**What the task asks**
Pull out every line in the records below that contains the word "daisies", and copy each one in full.

Entries from a set of point annotations
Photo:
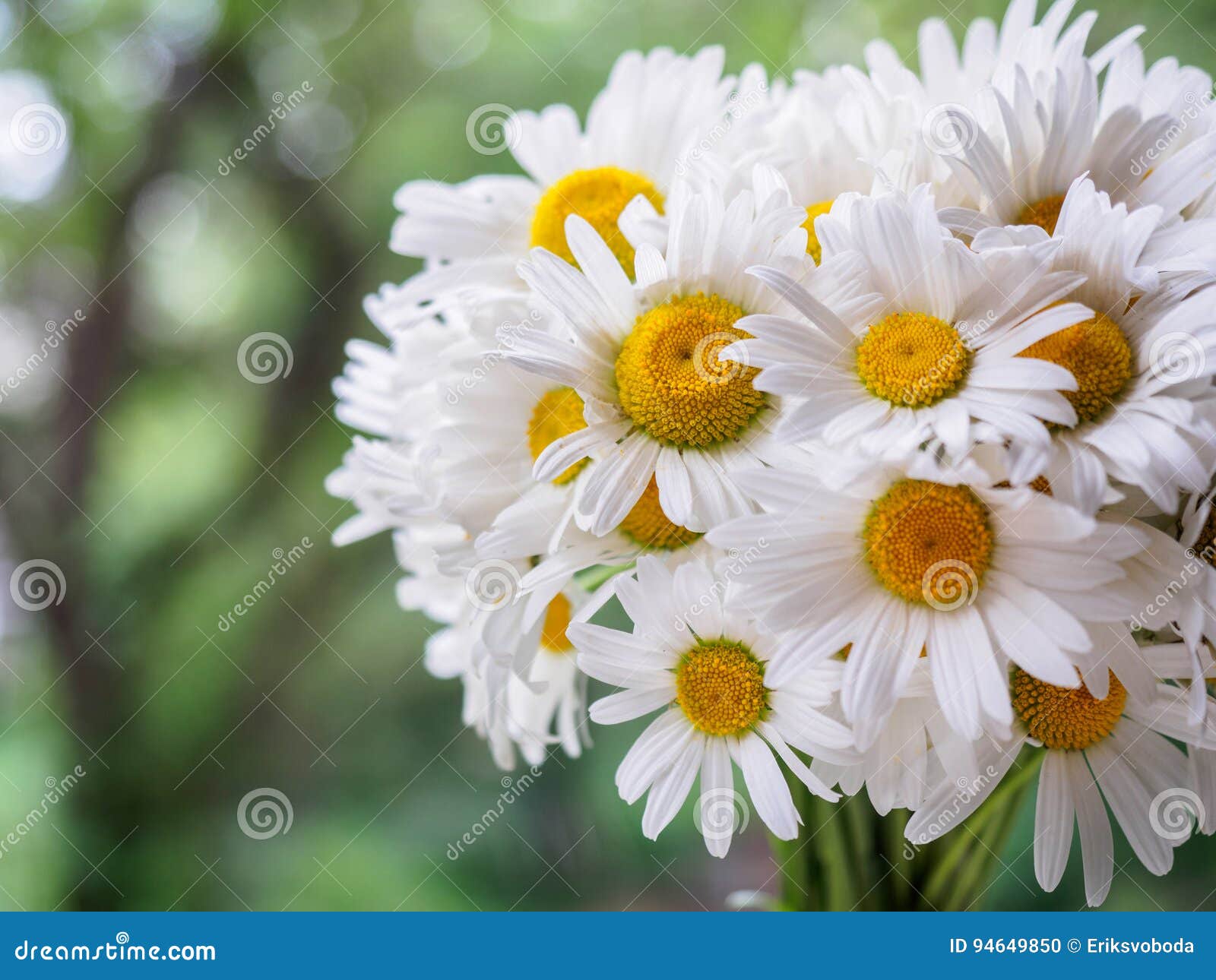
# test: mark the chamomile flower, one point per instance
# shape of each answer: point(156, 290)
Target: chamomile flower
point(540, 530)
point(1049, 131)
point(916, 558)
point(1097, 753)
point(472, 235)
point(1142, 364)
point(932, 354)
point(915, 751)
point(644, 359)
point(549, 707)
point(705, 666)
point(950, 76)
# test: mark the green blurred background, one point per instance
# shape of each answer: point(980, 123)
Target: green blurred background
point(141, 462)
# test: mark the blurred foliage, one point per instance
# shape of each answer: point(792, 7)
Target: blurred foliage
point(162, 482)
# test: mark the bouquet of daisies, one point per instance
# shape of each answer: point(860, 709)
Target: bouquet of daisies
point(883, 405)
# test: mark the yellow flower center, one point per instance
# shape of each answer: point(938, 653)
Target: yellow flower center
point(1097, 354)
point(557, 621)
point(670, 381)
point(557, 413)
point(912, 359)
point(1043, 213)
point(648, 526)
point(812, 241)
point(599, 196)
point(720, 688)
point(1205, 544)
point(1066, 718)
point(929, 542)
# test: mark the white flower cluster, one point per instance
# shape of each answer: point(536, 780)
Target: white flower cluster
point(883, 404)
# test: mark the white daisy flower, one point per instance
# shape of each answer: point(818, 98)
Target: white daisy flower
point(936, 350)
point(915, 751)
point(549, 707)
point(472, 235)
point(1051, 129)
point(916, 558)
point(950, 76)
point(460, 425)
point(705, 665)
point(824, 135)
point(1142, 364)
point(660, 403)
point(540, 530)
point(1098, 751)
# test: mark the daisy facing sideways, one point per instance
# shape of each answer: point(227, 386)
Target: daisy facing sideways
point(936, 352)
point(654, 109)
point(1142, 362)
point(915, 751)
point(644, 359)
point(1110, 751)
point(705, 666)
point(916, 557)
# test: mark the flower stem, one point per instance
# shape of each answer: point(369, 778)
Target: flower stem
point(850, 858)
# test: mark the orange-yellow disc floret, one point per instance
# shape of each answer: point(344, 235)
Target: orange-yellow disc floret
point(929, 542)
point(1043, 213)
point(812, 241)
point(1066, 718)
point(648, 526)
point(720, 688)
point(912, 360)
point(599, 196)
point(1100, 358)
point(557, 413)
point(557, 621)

* * *

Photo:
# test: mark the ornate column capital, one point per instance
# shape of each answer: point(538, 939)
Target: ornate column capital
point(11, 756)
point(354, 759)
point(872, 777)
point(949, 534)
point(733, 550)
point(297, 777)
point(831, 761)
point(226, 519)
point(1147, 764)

**Solution to this exercise**
# test: mark the bouquet of daisies, one point per instance
Target: bouquet of daisies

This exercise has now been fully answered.